BEGIN DATA

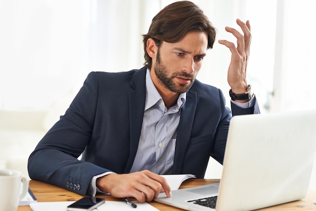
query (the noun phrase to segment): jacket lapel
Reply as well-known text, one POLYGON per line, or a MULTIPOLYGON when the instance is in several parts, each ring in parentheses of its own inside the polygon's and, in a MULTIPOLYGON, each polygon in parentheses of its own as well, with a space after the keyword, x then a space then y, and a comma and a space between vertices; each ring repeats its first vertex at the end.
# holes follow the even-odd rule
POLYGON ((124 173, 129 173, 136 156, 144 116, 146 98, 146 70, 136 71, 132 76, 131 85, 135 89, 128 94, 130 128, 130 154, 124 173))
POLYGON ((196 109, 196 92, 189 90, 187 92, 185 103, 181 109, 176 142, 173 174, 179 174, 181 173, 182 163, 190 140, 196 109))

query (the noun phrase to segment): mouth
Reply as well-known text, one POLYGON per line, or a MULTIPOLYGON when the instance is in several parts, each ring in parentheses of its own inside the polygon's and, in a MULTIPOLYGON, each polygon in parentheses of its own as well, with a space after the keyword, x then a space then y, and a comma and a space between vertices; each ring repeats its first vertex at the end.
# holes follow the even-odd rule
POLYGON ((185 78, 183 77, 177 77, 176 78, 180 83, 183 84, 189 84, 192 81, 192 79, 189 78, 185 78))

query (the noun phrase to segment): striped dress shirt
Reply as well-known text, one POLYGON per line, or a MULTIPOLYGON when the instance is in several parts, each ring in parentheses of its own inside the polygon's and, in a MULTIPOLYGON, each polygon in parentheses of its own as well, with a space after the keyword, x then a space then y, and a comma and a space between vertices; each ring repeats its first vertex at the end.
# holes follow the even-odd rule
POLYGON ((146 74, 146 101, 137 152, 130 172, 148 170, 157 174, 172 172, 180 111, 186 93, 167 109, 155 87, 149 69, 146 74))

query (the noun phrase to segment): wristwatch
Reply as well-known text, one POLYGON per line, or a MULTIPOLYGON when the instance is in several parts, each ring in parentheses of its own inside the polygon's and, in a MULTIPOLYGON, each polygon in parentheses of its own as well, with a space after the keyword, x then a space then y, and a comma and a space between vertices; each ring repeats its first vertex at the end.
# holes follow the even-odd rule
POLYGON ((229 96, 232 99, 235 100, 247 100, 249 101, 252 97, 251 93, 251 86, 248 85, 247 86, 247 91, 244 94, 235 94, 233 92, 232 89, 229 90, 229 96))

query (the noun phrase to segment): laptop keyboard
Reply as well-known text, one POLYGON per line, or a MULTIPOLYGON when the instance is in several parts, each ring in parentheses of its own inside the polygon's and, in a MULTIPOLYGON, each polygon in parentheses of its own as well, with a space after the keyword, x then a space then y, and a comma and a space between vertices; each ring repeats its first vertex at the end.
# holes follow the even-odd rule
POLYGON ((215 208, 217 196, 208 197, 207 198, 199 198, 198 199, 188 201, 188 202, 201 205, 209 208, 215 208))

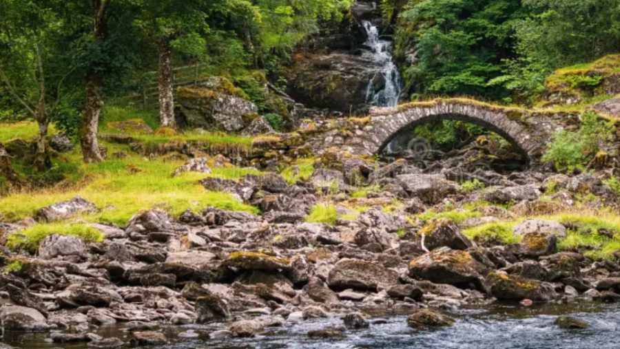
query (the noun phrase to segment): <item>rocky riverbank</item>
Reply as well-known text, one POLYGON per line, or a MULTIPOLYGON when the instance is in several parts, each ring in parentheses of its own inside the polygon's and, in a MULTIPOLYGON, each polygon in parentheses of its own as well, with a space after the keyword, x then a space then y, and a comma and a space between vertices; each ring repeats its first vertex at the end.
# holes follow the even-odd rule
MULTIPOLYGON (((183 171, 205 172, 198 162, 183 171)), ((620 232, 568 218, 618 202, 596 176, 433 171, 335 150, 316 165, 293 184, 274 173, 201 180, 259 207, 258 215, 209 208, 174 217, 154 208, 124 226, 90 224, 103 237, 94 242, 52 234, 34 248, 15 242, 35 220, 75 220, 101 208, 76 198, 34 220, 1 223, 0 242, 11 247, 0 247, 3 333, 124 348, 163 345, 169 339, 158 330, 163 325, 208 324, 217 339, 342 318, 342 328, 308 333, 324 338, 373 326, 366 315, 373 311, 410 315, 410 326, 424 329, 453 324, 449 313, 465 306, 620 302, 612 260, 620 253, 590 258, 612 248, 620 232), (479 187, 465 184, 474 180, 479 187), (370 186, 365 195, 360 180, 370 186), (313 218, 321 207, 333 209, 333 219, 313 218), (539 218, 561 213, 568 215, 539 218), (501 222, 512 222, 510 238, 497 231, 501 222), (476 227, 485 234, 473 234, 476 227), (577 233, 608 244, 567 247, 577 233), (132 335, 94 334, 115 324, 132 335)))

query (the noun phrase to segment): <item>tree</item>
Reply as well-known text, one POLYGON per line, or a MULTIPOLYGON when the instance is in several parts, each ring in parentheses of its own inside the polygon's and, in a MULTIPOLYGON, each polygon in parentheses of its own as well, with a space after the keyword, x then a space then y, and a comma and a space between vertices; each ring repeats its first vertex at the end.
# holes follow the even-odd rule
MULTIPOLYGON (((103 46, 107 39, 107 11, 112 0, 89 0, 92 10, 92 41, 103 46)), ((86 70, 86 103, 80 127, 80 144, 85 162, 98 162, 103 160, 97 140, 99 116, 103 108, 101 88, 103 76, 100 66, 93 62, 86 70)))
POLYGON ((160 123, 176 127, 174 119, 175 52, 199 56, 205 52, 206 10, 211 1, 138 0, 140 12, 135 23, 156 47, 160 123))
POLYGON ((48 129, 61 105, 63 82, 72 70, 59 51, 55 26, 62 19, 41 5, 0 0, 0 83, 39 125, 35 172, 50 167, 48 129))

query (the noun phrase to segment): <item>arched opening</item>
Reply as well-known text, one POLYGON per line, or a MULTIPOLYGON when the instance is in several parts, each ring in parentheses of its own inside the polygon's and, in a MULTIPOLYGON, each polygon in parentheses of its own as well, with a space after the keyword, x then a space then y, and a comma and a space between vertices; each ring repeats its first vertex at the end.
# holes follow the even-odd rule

END DATA

Please turn every line of the items above into a numbered list, skipping blank lines and leaving out the pictures.

SOLUTION TO THE EXERCISE:
1. query (the noun phrase to segment): jacket lapel
2. Reply as well-known text, one POLYGON per line, or a MULTIPOLYGON when the instance is in several parts, each ring in parentheses of its own inside the polygon's and, in a MULTIPOLYGON, each polygon in parentheses of its own as well, with a space after the keyword, x then a space then y, and a comma and a space between vertices; each ring repeats its first vertex at the end.
3. # holes follow the even-odd rule
4. POLYGON ((124 173, 129 173, 136 156, 144 116, 146 98, 146 70, 136 71, 132 76, 131 85, 135 89, 128 94, 130 128, 130 154, 124 173))
5. POLYGON ((196 109, 196 92, 189 90, 187 92, 185 103, 181 109, 176 142, 173 174, 179 174, 181 173, 182 163, 190 140, 196 109))
6. query (the noun phrase to segment): mouth
7. Reply as well-known text, one POLYGON per line, or a MULTIPOLYGON when the instance is in several parts, each ring in parentheses of its own inside the polygon's and, in a MULTIPOLYGON, each polygon in parentheses of its own as well, with a space after the keyword, x then a space then y, and a comma and a space between vertices; each ring repeats its first vertex at the end.
8. # holes follow the even-odd rule
9. POLYGON ((185 78, 183 77, 177 77, 176 78, 180 83, 183 84, 189 84, 192 81, 192 79, 189 78, 185 78))
10. query (the noun phrase to segment): striped dress shirt
11. Reply as well-known text, one POLYGON per line, or a MULTIPOLYGON when the instance is in several parts, each ring in parentheses of its own inside the polygon's and, in a MULTIPOLYGON, each polygon in parentheses of its own as well, with a space after the keyword, x then a space then y, and a comma and a space between vertices; each ring repeats its first vertex at the end.
12. # holes follow the even-odd rule
13. POLYGON ((146 74, 146 101, 137 152, 130 172, 148 170, 157 174, 172 172, 180 111, 186 93, 167 109, 155 87, 149 69, 146 74))
14. query (the noun phrase to segment): wristwatch
15. Reply as well-known text, one POLYGON per line, or a MULTIPOLYGON when the instance is in several parts, each ring in parentheses of its own inside the polygon's and, in a MULTIPOLYGON, each polygon in parentheses of its own as well, with a space after the keyword, x then a space then y, and a comma and a space between vertices; each ring repeats its first vertex at the end.
16. # holes follow the even-odd rule
17. POLYGON ((229 96, 232 99, 235 100, 247 100, 249 101, 252 97, 251 93, 251 86, 248 85, 247 86, 247 91, 244 94, 235 94, 233 92, 232 89, 229 90, 229 96))
18. query (the noun phrase to segment): laptop keyboard
19. Reply as well-known text, one POLYGON per line, or a MULTIPOLYGON when the instance is in several parts, each ring in parentheses of its own inside the polygon's and, in a MULTIPOLYGON, each polygon in parentheses of its own as well, with a space after the keyword, x then a space then y, and a comma and a space between vertices; each ring repeats its first vertex at the end.
20. # holes follow the even-odd rule
21. POLYGON ((215 208, 217 196, 208 197, 207 198, 199 198, 198 199, 188 201, 188 202, 201 205, 209 208, 215 208))
22. query (the noun phrase to segment): <item>rocky riverbank</item>
23. Reply as well-known text, one POLYGON per line, or a MULTIPOLYGON when the instance is in several parts, each ring in parentheses of its own inside the polygon's and, in a MULTIPOLYGON, each polygon in parentheses of its own as well, with a space after the keyword, x then a space then y, and a comma and a space between vertices; each ring repeats its first vertex at the end.
24. # holes follow the even-odd rule
25. MULTIPOLYGON (((183 171, 205 172, 198 162, 183 171)), ((620 232, 568 218, 618 202, 596 176, 433 171, 335 150, 316 165, 293 184, 274 173, 201 180, 259 207, 258 215, 209 208, 174 217, 154 208, 124 226, 90 224, 103 237, 94 242, 52 234, 34 248, 15 242, 35 220, 75 220, 101 208, 76 198, 34 220, 1 223, 0 242, 11 247, 0 247, 3 333, 124 348, 163 345, 169 339, 158 330, 163 325, 208 324, 217 339, 342 318, 342 328, 308 333, 324 338, 373 326, 366 315, 373 311, 410 315, 410 326, 424 329, 453 324, 449 313, 465 306, 620 302, 612 260, 620 253, 590 258, 612 248, 620 232), (479 187, 465 184, 474 180, 479 187), (370 186, 365 195, 360 180, 370 186), (313 218, 321 207, 333 209, 333 219, 313 218), (539 218, 561 213, 568 215, 539 218), (501 222, 512 222, 510 238, 497 231, 501 222), (476 227, 485 234, 473 234, 476 227), (577 233, 608 244, 567 247, 577 233), (132 335, 94 334, 115 324, 132 335)))
26. query (the noun phrase to segment): <item>tree</item>
27. Reply as well-known text, one POLYGON per line, or a MULTIPOLYGON when the instance is in several parts, each ring in parentheses of its own inside the polygon's and, in a MULTIPOLYGON, each polygon in parentheses of its own as well, with a space after the keyword, x then a space then y, and a comma and a space between vertices; each ring repeats its first vertex at the end.
28. # holes follow the even-odd rule
29. MULTIPOLYGON (((103 46, 107 39, 107 11, 112 0, 89 0, 92 10, 92 41, 103 46)), ((86 70, 86 103, 80 127, 80 144, 85 162, 98 162, 103 160, 97 140, 99 116, 103 108, 101 88, 103 76, 100 66, 93 62, 86 70)))
30. POLYGON ((160 123, 176 127, 174 119, 175 52, 199 56, 205 52, 206 10, 211 1, 138 0, 140 12, 135 23, 156 47, 160 123))
31. POLYGON ((48 129, 61 105, 63 82, 72 70, 59 51, 55 26, 62 19, 41 5, 0 0, 0 83, 39 125, 35 172, 50 167, 48 129))
32. query (the noun phrase to segment): <item>arched opening</item>
33. Reply as well-known text, one POLYGON per line, or a MULTIPOLYGON when the instance is in several parts, each ring in parentheses of its own inside the polygon's and, in a MULTIPOLYGON, each polygon in parentheses of its own as well, with a space after the keyword, x then a space then y, and a comma and a space between vertices; each ring repeats its first vertex at the end.
34. # holes follow the even-odd rule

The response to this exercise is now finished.